## WORK ORDER
Extract the full listing below and reproduce every line of it without alteration.

[Saved data entries]
=== Begin Enclosure ===

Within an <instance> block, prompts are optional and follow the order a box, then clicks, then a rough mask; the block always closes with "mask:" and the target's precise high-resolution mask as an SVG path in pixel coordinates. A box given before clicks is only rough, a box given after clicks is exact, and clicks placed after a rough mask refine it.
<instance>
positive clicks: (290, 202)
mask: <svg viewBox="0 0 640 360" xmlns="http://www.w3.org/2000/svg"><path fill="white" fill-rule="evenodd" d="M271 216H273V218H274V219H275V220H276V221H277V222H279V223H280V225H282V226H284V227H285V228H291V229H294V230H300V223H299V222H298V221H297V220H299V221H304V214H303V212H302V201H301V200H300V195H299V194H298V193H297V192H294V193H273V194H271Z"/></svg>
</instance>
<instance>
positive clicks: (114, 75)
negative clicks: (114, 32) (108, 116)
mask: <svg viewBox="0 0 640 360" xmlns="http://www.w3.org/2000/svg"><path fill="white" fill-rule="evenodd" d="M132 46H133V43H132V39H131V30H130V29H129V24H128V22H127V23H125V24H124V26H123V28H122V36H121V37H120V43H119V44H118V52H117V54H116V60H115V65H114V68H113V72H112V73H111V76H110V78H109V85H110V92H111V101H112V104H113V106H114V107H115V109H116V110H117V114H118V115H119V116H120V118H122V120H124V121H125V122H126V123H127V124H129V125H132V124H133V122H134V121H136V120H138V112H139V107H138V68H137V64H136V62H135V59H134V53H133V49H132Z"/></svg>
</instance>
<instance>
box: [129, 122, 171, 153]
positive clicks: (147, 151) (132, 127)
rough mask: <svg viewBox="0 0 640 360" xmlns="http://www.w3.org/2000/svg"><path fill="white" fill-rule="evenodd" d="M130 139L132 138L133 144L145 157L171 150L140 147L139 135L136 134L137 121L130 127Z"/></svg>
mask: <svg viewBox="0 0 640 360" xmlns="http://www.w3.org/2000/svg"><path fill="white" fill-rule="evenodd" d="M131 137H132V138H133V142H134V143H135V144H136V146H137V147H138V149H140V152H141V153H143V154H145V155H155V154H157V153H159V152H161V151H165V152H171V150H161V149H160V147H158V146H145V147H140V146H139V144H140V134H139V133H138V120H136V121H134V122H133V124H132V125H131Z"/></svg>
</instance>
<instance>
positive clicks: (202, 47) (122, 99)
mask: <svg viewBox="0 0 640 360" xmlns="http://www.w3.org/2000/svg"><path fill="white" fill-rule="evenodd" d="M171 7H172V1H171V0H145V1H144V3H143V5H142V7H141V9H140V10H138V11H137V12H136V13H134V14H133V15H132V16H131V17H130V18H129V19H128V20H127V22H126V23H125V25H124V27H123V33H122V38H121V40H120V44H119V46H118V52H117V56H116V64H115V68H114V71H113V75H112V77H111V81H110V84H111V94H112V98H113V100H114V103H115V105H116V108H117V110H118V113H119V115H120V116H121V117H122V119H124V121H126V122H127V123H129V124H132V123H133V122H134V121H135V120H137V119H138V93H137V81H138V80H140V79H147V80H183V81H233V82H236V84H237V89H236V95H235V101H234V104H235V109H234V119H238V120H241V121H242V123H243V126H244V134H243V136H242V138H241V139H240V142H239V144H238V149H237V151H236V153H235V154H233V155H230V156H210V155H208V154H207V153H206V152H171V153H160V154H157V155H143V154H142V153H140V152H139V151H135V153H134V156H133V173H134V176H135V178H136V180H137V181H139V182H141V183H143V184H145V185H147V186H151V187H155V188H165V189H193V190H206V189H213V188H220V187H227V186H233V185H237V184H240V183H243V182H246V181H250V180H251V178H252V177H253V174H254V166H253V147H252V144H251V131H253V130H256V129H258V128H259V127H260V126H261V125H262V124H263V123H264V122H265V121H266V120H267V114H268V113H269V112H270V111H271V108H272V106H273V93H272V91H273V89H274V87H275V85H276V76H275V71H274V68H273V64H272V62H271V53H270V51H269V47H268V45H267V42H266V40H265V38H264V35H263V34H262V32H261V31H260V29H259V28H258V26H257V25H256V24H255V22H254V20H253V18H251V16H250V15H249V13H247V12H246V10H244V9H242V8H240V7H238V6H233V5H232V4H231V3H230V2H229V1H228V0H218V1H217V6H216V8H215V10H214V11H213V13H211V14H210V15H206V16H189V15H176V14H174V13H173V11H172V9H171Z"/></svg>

=== End Enclosure ===

## WRITTEN SOLUTION
Within an <instance> block, prompts are optional and follow the order a box, then clicks, then a rough mask; the block always closes with "mask:" and the target's precise high-resolution mask as an SVG path in pixel coordinates. A box given before clicks is only rough, a box given after clicks is exact, and clicks placed after a rough mask refine it.
<instance>
positive clicks: (290, 202)
mask: <svg viewBox="0 0 640 360" xmlns="http://www.w3.org/2000/svg"><path fill="white" fill-rule="evenodd" d="M271 216H273V218H274V219H275V220H276V221H277V222H279V223H280V225H282V226H284V227H285V228H291V229H294V230H300V223H299V222H298V221H297V220H299V221H304V214H303V212H302V201H301V200H300V195H299V194H298V193H297V192H294V193H273V194H271Z"/></svg>
</instance>
<instance>
positive clicks: (114, 75)
negative clicks: (114, 32) (108, 116)
mask: <svg viewBox="0 0 640 360" xmlns="http://www.w3.org/2000/svg"><path fill="white" fill-rule="evenodd" d="M132 46H133V43H132V39H131V30H130V29H129V24H128V22H127V23H125V24H124V26H123V28H122V36H121V37H120V43H119V44H118V52H117V54H116V60H115V65H114V68H113V72H112V73H111V76H110V78H109V85H110V92H111V101H112V104H113V106H114V107H115V109H116V110H117V114H118V115H119V116H120V118H122V120H124V121H125V122H126V123H127V124H129V125H132V124H133V122H134V121H136V120H138V112H139V107H138V68H137V64H136V62H135V59H134V53H133V49H132Z"/></svg>
</instance>
<instance>
box: [129, 122, 171, 153]
positive clicks: (147, 151) (132, 127)
rough mask: <svg viewBox="0 0 640 360" xmlns="http://www.w3.org/2000/svg"><path fill="white" fill-rule="evenodd" d="M130 139L132 138L133 144L145 157L171 150L140 147L139 135L136 134L137 121L130 127Z"/></svg>
mask: <svg viewBox="0 0 640 360" xmlns="http://www.w3.org/2000/svg"><path fill="white" fill-rule="evenodd" d="M131 137H132V138H133V142H134V143H135V144H136V146H137V147H138V149H140V152H141V153H143V154H145V155H155V154H157V153H159V152H161V151H165V152H171V150H161V149H160V147H158V146H145V147H140V146H139V144H140V134H139V133H138V120H136V121H134V122H133V124H132V125H131Z"/></svg>
</instance>
<instance>
positive clicks: (202, 47) (122, 99)
mask: <svg viewBox="0 0 640 360" xmlns="http://www.w3.org/2000/svg"><path fill="white" fill-rule="evenodd" d="M171 7H172V1H171V0H145V1H144V3H143V5H142V7H141V9H140V10H138V11H137V12H136V13H134V14H133V15H132V16H131V17H130V18H129V19H128V20H127V22H126V23H125V25H124V27H123V33H122V38H121V40H120V44H119V46H118V52H117V56H116V64H115V68H114V71H113V75H112V77H111V81H110V84H111V94H112V98H113V100H114V103H115V105H116V108H117V110H118V113H119V115H120V116H121V117H122V119H124V121H126V122H127V123H129V124H132V123H133V122H134V121H135V120H137V119H138V93H137V81H138V80H140V79H147V80H183V81H233V82H236V84H237V89H236V95H235V101H234V104H235V109H234V119H238V120H241V121H242V123H243V126H244V134H243V136H242V138H241V139H240V142H239V144H238V149H237V151H236V153H235V154H233V155H230V156H210V155H208V154H207V153H206V152H171V153H160V154H157V155H143V154H142V153H140V152H139V151H135V153H134V156H133V173H134V176H135V178H136V180H137V181H139V182H141V183H143V184H145V185H147V186H151V187H155V188H165V189H193V190H206V189H213V188H220V187H227V186H233V185H237V184H240V183H243V182H246V181H250V180H251V178H252V177H253V174H254V166H253V147H252V144H251V131H253V130H256V129H258V128H259V127H260V126H261V125H262V124H263V123H264V122H265V121H266V120H267V114H268V113H269V112H270V111H271V108H272V106H273V93H272V91H273V89H274V87H275V85H276V76H275V71H274V68H273V64H272V62H271V53H270V51H269V47H268V45H267V42H266V40H265V38H264V35H263V34H262V32H261V31H260V29H259V28H258V26H257V25H256V24H255V22H254V20H253V18H251V16H250V15H249V13H247V12H246V10H244V9H242V8H240V7H238V6H233V5H232V4H231V3H230V2H229V1H228V0H218V1H217V6H216V8H215V10H214V11H213V13H211V14H210V15H206V16H189V15H176V14H174V13H173V11H172V9H171Z"/></svg>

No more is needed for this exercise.